═══ MATERIAL SUPPLIED ═══
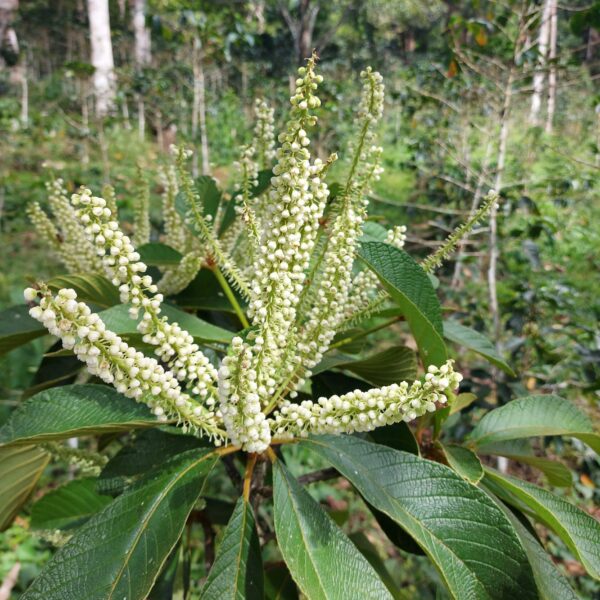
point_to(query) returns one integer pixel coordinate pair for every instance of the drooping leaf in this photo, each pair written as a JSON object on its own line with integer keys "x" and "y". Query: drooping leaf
{"x": 68, "y": 506}
{"x": 90, "y": 287}
{"x": 120, "y": 551}
{"x": 551, "y": 584}
{"x": 156, "y": 254}
{"x": 469, "y": 540}
{"x": 150, "y": 448}
{"x": 411, "y": 289}
{"x": 117, "y": 319}
{"x": 577, "y": 529}
{"x": 204, "y": 293}
{"x": 398, "y": 436}
{"x": 473, "y": 340}
{"x": 464, "y": 462}
{"x": 20, "y": 470}
{"x": 17, "y": 328}
{"x": 237, "y": 571}
{"x": 322, "y": 560}
{"x": 535, "y": 416}
{"x": 73, "y": 410}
═══
WORK INSTRUCTION
What is needed is an exact copy of the entries, without any images.

OUTPUT FOR THIS TASK
point_to(query) returns one integer pixel coordinate pair for every instance of the drooping leaf in this photo, each pair written as a JSON object on its own line with integer keys "x" and "y". Query: drooping leaf
{"x": 68, "y": 506}
{"x": 90, "y": 287}
{"x": 120, "y": 551}
{"x": 551, "y": 584}
{"x": 156, "y": 254}
{"x": 469, "y": 540}
{"x": 150, "y": 448}
{"x": 411, "y": 289}
{"x": 117, "y": 319}
{"x": 577, "y": 529}
{"x": 204, "y": 293}
{"x": 398, "y": 436}
{"x": 473, "y": 340}
{"x": 464, "y": 462}
{"x": 20, "y": 470}
{"x": 17, "y": 328}
{"x": 237, "y": 571}
{"x": 322, "y": 560}
{"x": 535, "y": 416}
{"x": 73, "y": 410}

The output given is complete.